◆ EXERCISE TASK
How might the news report below on Turkmenistan's plans to supply gas to Europe continue? Write the next few paragraphs, starting right after its final sentence.

◆ READING TEXT
☆ ☆ ☆ ☆ ☆ ☆ ☆
Turkmenistan has won
support from its Caspian neighbours to lay a pipeline under the sea and become a
major gas supplier to Europe, a senior official said on Friday, boosting plans
for the EU-backed Nabucco project.
Turkmenistan, which
according to BP data holds the world's fourth-largest natural gas reserves, will
have up to 40 billion cubic metres of gas spare to supply to Europe, said
Baymyrad Hojamuhamedov, deputy chairman of Turkmenistan's cabinet of ministers.
He did not specify when this gas would be available.
"Taking into account
domestic demand in the west of the country and supplies from there to Iran, we
will have 40 billion cubic metres (bcm) of gas free every year, so European
countries need not worry," Hojamuhamedov told an energy
conference.
Turkmenistan, Central
Asia's largest natural gas producer, is seeking to diversify exports from its
traditional market, Russia, and has already boosted supplies to China and
Iran.
It could potentially
become a major supplier of gas to the European Union-backed Nabucco project to
supply the fuel to European markets. Nabucco, intended to deliver gas from the
Caspian region to Europe, is expected to cost about 7.9 billion euros ($11.04
billion) and is seen coming on line with about 15 bcm of gas by the end of
2014.
"Europe is the
world's biggest spender on energy imports. Turkmenistan is ideally placed to
catch a piece of the action," said Wolfgang Peters, head of supplies for
Caspian, Central Asia and Russia for RWE Supply & Trading
GmbH.
"We offer a major,
attractive and growing energy market with more than half a billion consumers,"
said Norbert Jousten, ambassador and head of the delegation of the European
Union to Kazakhstan.
NEW
MARKETS
Hojamuhamedov said
Turkmenistan's president, Kurbanguly Berdymukhamedov, had proposed to a regional
summit in Baku on Thursday that any two of the five countries on the Caspian
should be able to agree on laying a pipeline under the sea.
He said "the
majority" of the Caspian countries had agreed to this proposal. Hojamuhamedov
declined to say which of the Caspian countries had agreed to the bilateral
pipeline proposal.
In theory,
Turkmenistan can build a pipeline to Azerbaijan, a route that could deliver gas
onward to Europe via Turkey.
But the minister did
not specify whether or not there had been a formal agreement, and he did not say
whether Azerbaijan -- also a potential supplier of gas to Nabucco -- intended to
participate in such a project.
"Today, we are
selling gas to Iran, China and Russia and talks on the
Turkmenistan-Afghanistan-Pakistan-India pipeline are moving at a fast pace," the
minister said.
☆ ☆ ☆ ☆ ☆ ☆ ☆
◆ DATA EXTRACT
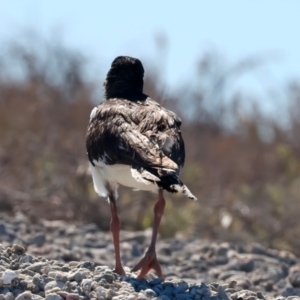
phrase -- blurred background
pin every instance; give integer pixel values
(230, 69)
☆ ☆ ☆ ☆ ☆ ☆ ☆
◆ EXERCISE RESULT
"This initiative now
opens up one more direction -- across the Caspian Sea -- and the opportunity to
sell our hydrocarbons on the European market."
The Caspian is the
world's largest fresh-water lake, therefore its regulation does not fall under
the 1982 U.N. Convention on the Law of the Sea that regulates maritime
boundaries and exclusive economic zones.
"The question about building a
pipeline under the sea is very difficult because it is not just economics
involved. There is also ecological safety," said Alexander Medikov, a maritime
lawyer for Jurinflot.
"The decision to build a
pipeline should be agreed upon by all parts, or else it could end quite badly.
Iran, whose Caspian sector borders on the Azeri and Turkmen waters in the south,
would suffer greatly from an accident there."
ING bank's energy
analyst Igor Kurinnyy said: "Turkmenistan is sending a message to the EU that it
can supply gas for their pipeline without full agreement from all Caspian
countries."
"But in reality it will be
very difficult to bypass Russian and Iranian agreement," he said."Russia and
Iran are major gas players and want to undermine the investment case for the
Nabucco pipeline and block Turkmenistan from selling gas to
it."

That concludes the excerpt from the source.